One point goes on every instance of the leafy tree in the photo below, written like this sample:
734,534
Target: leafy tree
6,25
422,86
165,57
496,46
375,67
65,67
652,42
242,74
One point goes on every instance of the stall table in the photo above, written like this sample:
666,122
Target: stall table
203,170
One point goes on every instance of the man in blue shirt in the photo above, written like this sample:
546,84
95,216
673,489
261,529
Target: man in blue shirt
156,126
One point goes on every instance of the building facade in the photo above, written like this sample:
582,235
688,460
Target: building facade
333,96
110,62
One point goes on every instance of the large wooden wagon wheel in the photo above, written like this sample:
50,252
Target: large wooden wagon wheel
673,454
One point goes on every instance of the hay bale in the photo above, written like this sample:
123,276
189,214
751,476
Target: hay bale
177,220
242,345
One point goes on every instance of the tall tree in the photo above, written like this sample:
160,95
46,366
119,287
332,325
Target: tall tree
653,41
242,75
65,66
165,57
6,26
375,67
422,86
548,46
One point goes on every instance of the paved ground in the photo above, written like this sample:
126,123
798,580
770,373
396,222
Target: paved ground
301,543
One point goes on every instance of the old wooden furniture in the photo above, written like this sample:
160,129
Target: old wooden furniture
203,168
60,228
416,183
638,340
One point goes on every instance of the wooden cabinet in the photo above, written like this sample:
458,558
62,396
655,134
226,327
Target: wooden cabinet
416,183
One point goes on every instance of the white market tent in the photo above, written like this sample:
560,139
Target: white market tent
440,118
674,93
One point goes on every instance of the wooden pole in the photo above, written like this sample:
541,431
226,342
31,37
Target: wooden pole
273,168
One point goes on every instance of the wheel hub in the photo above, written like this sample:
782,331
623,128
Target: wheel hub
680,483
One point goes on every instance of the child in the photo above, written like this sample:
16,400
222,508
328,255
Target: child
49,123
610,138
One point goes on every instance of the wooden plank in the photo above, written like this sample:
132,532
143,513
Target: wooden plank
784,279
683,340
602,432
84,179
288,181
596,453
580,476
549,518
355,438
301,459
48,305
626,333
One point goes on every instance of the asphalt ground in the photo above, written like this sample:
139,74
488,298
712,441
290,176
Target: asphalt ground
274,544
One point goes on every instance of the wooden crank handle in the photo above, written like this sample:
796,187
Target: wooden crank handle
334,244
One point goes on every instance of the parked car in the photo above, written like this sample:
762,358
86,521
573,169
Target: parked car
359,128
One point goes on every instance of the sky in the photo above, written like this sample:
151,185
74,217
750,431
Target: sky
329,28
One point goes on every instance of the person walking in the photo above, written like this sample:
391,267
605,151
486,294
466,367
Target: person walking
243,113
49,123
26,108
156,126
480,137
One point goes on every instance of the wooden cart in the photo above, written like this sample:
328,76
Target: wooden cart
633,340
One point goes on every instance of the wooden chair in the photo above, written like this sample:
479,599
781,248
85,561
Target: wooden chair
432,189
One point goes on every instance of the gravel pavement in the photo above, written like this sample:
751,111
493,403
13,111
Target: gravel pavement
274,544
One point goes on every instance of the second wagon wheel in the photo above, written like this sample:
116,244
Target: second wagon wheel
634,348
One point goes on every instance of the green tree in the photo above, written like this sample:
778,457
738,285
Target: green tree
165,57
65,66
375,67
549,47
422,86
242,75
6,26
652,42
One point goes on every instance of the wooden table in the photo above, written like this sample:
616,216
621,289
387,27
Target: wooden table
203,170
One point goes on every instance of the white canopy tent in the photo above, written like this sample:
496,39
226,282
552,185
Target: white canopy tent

• • •

Rewrite the items from the line with "One point goes on every instance of the gravel" through the end of the items, keeping the requests and their sample coordinates unchanged. Multiply every coordinate in the answers by 1.5 and round to whole numbers, rounding halves up.

Result below —
One point goes on every instance of the gravel pavement in the photo above, written like this sample:
751,111
493,403
13,111
Target: gravel pavement
411,816
One point goes on every instance of the second wagon wheel in the photo above, written like this sample:
116,244
Target: second wagon wheel
951,522
One point goes on every instance of the green tree in the photo above, written like this sample:
778,457
738,285
Target: green tree
248,86
98,99
563,101
824,71
633,129
363,113
9,39
978,63
One point goes on every instance of the wooden table in the photo above, written like this sample:
616,216
621,289
387,27
Target: wooden table
305,255
One point goes on every instance of the white canopy tent in the photo above, written like this sample:
496,39
226,282
552,185
Target: white canopy tent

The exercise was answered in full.